§ Domande:
1. Trascrivi fedelmente il brano sull'idrosadenite suppurativa da "Idrosadenite suppurativa (acne" a "volta la settimana).".
2. Riassumi in due frasi il brano sull'idrosadenite suppurativa.
3. Prosegui il brano sull'idrosadenite suppurativa a partire dal punto in cui si interrompe.

#### Brano da leggere

Idrosadenite suppurativa (acne inversa)
L’idrosadenite suppurativa è una malattia infiammatoria cronica della pelle (epitelio follicolare) caratterizzata dalla formazione di ascessi cutanei in particolare nelle zone di ascelle, inguine, regione perianale e intramammaria. La malattia, che ha una prevalenza di 1/100-1/1000, ha un esordio attorno ai 20-30 anni (età media: 20-23 anni). Le complicanze principali comprendono la formazione di fistole, l’artropatia, il carcinoma a cellule squamose e l’amiloidosi.

Il trattamento standard prevede la somministrazione di antibiotici (clindamicina topica 1% oppure tetraciclina orale) o il ricorso a farmaci biologici quali infliximab o adalimumab, il primo per via endovenosa (dose standard: 5 mg/kg), il secondo per via sottocutanea (40 mg una volta la settimana).

########
#### Dati estratti

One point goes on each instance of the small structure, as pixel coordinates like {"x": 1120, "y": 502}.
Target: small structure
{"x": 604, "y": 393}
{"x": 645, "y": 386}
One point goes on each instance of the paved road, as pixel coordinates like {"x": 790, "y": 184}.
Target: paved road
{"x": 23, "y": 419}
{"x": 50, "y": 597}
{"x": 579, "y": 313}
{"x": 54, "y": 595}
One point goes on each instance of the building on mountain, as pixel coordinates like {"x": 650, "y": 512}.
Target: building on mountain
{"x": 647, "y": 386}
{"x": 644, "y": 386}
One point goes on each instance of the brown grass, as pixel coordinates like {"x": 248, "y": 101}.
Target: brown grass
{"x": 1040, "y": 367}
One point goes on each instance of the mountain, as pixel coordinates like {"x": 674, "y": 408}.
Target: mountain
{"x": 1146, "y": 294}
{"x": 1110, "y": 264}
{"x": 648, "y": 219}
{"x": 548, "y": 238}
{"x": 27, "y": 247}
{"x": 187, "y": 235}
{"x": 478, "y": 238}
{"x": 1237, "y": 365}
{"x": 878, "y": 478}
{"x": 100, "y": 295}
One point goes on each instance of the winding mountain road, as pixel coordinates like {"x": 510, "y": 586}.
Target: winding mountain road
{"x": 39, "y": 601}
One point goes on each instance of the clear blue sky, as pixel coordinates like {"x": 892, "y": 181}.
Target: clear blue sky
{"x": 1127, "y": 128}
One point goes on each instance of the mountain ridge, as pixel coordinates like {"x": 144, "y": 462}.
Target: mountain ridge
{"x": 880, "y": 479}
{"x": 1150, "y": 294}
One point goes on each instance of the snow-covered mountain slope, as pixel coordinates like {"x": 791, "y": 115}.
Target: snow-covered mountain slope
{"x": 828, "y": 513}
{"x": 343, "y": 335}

########

§ Risposte punto per punto:
1.
Idrosadenite suppurativa (acne inversa)
L’idrosadenite suppurativa è una malattia infiammatoria cronica della pelle (epitelio follicolare) caratterizzata dalla formazione di ascessi cutanei in particolare nelle zone di ascelle, inguine, regione perianale e intramammaria. La malattia, che ha una prevalenza di 1/100-1/1000, ha un esordio attorno ai 20-30 anni (età media: 20-23 anni). Le complicanze principali comprendono la formazione di fistole, l’artropatia, il carcinoma a cellule squamose e l’amiloidosi.

Il trattamento standard prevede la somministrazione di antibiotici (clindamicina topica 1% oppure tetraciclina orale) o il ricorso a farmaci biologici quali infliximab o adalimumab, il primo per via endovenosa (dose standard: 5 mg/kg), il secondo per via sottocutanea (40 mg una volta la settimana).

2. L'idrosadenite suppurativa è una malattia infiammatoria cronica della pelle che provoca ascessi cutanei soprattutto in ascelle, inguine, regione perianale e intramammaria. Esordisce attorno ai 20-30 anni, può complicarsi con fistole, artropatia, carcinoma a cellule squamose e amiloidosi, e si tratta con antibiotici come clindamicina topica o tetraciclina orale oppure con farmaci biologici come infliximab per via endovenosa e adalimumab per via sottocutanea.

3.
A ottobre 2015 la Commissione Europea ha approvato l’uso di adalimumab per il trattamento dell’idrosadenite suppurativa sulla base di due studi clinici che hanno interessato 633 pazienti. Nei due studi clinici la somministrazione di adalimumab è risultata più efficace rispetto al placebo nel ridurre il numero di noduli cutanei e ascessi. Gli effetti collaterali di adalimumab osservati nei trial sono risultati sovrapponibili a quelli osservati con adalimumab nelle altre indicazioni terapeutiche (European Medicines Agency – EMA, 2015a).

In particolare, nello studio clinico PIONEER (pazienti arruolati: 307), la somministrazione di adalimumab una volta alla settimana (160 mg la settimana 0; 80 mg la settimana 2; 40 mg dalla settimana 4) ha determinato dopo 12 settimane una riduzione dei noduli e degli ascessi di almeno il 50% rispetto al basale nel 41,8% dei pazienti rispetto al 26% nel gruppo placebo (p=0,003) (Jemec et al., 2014).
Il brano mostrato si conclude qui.